* To do
From the entries below, copy exactly the lines from the one that contains "sample | [809, 167]" through the one that contains "sample | [829, 604]", both included, and only those.
• • •
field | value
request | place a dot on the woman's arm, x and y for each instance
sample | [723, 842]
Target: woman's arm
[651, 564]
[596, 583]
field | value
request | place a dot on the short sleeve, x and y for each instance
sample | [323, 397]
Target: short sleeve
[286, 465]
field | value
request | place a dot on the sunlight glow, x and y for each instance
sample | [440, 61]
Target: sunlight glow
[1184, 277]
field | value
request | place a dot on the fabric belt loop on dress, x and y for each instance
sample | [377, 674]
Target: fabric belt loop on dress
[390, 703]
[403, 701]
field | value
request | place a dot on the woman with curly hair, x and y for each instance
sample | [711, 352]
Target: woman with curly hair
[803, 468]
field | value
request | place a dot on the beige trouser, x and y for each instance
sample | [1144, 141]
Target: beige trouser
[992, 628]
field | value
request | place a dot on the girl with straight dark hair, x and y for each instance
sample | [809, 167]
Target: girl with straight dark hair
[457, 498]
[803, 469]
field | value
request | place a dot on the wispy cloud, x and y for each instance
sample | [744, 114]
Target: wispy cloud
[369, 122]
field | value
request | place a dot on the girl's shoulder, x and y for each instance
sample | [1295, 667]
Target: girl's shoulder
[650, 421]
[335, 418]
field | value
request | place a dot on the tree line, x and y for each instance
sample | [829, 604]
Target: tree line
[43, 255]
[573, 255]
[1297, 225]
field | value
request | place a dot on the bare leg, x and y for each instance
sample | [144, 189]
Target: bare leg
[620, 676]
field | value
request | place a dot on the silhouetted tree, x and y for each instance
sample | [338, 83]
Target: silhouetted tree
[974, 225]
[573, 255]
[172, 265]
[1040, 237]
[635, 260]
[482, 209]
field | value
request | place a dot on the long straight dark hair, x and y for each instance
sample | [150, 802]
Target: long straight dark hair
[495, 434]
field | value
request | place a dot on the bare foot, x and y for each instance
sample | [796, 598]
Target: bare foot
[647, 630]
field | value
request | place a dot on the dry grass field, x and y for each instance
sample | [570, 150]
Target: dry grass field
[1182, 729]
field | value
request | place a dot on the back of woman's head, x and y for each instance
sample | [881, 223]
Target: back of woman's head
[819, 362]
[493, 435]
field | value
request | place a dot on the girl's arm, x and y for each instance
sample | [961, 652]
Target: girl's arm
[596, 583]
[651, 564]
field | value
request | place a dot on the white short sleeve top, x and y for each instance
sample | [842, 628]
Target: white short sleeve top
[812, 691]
• • •
* Solution below
sample | [809, 167]
Target: girl with straight dark hair
[457, 498]
[803, 469]
field | value
request | place a dot on the wispy cloud, x and y for each instance
sample | [744, 114]
Target: wispy cloud
[369, 122]
field | value
request | place a dot on the girl's shoulder, x and y for each instance
sample | [1295, 667]
Target: girl's shoulder
[650, 421]
[335, 418]
field | value
request | place a dot on the tree line, x and y for each instance
sample | [829, 604]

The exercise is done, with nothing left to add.